A 3D lightweight network with Roberts edge enhancement model (LR-Net) for brain tumor segmentation.
Journal:
Scientific reports
Published Date:
Jun 5, 2025
Abstract
In clinical medicine, a reliable and resource-friendly computer-aided diagnosis (CAD) method for brain tumor segmentation is essential to enhance diagnostic accuracy and therapeutic outcomes, particularly in regions with uneven healthcare resource distribution. Convolutional neural networks (CNNs) perform extremely well in processing local detailed features. However, there restricted receptive field renders them incapable of capturing global context information. Although the combination of CNNs and Transformers balances the ability to capture local detailed features and global context information, it inevitably increases the model's parameters and computational cost, which restricts its equal deployment in real medical scenarios. To address this issue, We propose a Lightweight Network with Roberts edge enhancement (LR-Net) for brain tumor segmentation that achieves an optimal balance between parameters and diagnostic accuracy. We propose a 3D Spatial Shift Convolution and Pixel Shuffle (SSCPS) module, the SSCPS module present a low-parameter, low-computational-cost spatial shift convolution that overcomes the limitation of receptive field and improves the ability to extract global contextual information, Pixel Shuffle (PS) module extracts spatial information from feature dimensions, efficiently replacing traditional upsampling module. The Channel Dilation Mechanism in SSCPS module dynamically adjust the number of output channels to maintain the range and depth of network feature aggregation. Additionally, the network leverages a combination of Channel Attention and Roberts Edge Enhancement (CAREE) module, to improve the channel aggregation capability and sensitivity of fuzzy boundaries. Our method achieved Dice of 0.806, 0.881, and 0.860 in BraTS2019, BraTS2020, and BraTS2021 datasets, while the parameters is only 4.72 M, which is only 3.03% of UNETR's and 28.92% of UNet3D's. This balance of efficiency and accuracy makes the proposed network well-suited for practical clinical applications.

★ ★ ★ ★ ★ ★ ★

● **EXERCISE BRIEF**
Translate this sentence from the brain tumor segmentation abstract into Spanish: "Convolutional neural networks (CNNs) perform extremely well in processing local detailed features."

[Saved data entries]
★ ★ ★ ★ ★ ★ ★

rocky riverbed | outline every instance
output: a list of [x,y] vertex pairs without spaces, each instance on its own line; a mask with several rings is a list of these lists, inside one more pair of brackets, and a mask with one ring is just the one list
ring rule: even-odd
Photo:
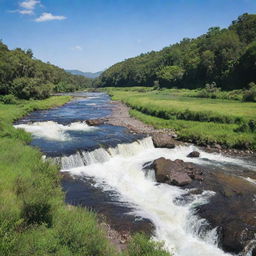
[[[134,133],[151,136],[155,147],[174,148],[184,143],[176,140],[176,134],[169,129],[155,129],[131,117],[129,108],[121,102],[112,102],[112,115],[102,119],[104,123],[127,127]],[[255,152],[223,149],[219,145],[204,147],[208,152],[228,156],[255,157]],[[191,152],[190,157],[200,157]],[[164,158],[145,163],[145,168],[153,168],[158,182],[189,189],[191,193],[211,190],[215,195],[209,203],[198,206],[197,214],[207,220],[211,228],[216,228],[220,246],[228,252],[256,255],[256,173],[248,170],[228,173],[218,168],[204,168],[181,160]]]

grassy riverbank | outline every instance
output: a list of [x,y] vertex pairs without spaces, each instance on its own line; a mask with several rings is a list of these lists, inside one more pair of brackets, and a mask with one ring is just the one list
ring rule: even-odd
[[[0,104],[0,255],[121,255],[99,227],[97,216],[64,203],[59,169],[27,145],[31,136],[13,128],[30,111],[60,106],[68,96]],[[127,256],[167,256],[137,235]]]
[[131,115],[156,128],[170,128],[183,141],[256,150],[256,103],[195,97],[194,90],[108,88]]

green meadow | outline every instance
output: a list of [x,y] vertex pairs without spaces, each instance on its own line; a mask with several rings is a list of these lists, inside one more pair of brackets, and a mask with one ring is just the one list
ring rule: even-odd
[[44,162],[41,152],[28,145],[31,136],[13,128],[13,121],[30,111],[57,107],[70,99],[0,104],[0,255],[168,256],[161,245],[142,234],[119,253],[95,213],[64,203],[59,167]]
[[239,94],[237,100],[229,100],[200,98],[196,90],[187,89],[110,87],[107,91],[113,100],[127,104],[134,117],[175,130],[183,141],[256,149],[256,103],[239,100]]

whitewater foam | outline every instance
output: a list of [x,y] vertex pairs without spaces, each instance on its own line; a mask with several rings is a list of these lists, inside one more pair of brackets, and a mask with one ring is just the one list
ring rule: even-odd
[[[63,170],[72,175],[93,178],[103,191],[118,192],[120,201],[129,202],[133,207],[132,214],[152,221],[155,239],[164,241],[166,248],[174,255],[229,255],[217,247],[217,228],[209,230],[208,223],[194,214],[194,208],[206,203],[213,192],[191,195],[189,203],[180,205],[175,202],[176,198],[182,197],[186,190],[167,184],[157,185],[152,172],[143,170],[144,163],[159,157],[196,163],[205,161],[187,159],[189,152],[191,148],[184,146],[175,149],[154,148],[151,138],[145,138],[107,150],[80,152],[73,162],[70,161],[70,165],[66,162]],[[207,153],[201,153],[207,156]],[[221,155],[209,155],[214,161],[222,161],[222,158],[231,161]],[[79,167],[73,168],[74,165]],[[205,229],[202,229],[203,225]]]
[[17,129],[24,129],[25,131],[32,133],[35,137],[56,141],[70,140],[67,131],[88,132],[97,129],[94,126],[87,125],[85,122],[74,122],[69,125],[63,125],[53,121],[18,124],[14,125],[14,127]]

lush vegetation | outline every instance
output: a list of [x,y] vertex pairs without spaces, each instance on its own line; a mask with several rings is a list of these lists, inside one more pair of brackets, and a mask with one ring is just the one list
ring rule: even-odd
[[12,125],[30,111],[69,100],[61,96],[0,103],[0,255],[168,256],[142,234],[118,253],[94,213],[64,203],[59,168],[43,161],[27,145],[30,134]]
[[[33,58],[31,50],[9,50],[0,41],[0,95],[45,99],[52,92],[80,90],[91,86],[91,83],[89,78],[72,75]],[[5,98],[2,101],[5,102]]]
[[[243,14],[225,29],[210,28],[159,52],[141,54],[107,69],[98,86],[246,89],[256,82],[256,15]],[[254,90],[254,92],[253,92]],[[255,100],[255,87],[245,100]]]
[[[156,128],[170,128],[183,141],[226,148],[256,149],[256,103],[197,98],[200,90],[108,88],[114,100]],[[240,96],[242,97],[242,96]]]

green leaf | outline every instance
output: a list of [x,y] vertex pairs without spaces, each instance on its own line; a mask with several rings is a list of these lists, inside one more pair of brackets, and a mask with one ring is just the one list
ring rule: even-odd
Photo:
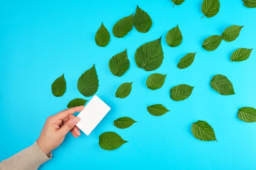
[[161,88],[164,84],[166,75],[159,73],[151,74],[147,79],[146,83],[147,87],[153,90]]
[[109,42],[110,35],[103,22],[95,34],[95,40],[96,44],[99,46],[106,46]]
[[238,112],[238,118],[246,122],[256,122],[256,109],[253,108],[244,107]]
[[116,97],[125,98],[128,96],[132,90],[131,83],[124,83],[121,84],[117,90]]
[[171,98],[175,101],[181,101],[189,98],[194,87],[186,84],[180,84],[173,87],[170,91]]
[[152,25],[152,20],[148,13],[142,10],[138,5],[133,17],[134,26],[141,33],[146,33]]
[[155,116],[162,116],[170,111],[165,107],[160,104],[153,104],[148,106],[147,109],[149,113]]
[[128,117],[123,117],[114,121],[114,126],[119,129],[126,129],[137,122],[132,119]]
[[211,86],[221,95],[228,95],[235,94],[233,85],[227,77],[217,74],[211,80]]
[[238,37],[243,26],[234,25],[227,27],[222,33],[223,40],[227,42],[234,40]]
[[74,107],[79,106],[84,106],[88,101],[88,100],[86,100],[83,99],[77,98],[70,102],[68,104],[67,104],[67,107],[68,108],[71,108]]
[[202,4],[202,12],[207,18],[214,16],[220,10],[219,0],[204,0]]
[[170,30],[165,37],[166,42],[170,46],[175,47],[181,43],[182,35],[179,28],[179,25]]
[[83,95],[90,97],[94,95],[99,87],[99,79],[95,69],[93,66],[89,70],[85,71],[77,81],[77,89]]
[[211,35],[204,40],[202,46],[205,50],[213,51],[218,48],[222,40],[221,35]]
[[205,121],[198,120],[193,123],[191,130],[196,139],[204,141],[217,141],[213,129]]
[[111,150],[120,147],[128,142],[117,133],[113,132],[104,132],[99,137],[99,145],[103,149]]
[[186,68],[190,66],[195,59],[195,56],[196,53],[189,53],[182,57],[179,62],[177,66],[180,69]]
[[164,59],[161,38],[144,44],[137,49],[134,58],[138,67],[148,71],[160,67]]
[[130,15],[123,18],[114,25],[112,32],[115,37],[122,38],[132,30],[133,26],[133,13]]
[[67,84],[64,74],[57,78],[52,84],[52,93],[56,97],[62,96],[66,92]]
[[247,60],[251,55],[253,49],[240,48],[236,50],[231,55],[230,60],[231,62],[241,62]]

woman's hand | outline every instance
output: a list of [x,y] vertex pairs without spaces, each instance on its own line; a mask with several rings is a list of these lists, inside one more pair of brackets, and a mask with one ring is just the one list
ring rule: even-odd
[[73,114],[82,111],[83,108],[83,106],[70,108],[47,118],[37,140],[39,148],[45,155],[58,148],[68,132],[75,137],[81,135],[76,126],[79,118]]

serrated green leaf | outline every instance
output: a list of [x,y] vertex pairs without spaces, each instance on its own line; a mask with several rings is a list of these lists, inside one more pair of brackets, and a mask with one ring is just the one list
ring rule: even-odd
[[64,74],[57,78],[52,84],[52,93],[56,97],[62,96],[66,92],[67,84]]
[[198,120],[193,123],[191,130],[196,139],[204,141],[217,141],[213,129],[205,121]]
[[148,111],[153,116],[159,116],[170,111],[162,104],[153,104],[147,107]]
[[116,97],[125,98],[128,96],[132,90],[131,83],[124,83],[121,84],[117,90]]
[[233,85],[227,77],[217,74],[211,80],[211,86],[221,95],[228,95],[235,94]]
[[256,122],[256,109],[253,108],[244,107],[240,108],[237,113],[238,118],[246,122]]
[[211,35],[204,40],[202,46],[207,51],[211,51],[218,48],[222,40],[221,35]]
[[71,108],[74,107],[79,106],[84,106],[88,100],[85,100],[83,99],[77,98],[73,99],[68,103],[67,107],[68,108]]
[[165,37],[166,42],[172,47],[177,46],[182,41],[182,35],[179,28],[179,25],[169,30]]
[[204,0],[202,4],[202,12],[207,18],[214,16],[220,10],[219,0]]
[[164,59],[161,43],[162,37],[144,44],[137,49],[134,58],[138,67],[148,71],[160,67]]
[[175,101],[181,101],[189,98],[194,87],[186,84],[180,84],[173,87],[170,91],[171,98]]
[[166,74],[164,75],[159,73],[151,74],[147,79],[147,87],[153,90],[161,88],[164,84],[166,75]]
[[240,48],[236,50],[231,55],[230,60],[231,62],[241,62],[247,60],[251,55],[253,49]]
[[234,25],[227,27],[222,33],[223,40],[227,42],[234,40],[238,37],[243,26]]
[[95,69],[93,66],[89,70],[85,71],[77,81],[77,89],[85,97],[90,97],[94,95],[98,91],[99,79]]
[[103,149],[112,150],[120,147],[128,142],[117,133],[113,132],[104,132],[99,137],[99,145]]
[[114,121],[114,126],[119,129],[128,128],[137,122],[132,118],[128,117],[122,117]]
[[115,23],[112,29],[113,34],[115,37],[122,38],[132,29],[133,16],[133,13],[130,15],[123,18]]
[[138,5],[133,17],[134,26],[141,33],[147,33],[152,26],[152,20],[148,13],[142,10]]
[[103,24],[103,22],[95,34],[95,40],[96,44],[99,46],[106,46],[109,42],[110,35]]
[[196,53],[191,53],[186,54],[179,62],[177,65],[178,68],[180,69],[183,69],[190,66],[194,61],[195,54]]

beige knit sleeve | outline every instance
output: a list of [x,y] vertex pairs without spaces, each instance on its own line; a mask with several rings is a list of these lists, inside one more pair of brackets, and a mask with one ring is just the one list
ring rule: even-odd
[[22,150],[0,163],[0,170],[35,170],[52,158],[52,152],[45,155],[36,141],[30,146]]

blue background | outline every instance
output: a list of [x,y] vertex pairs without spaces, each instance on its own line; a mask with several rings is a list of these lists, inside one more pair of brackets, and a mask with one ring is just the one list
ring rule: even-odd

★ ★ ★ ★ ★ ★ ★

● **REPLY**
Las redes neuronales convolucionales (CNN) tienen un rendimiento extraordinario en el procesamiento de características locales detalladas.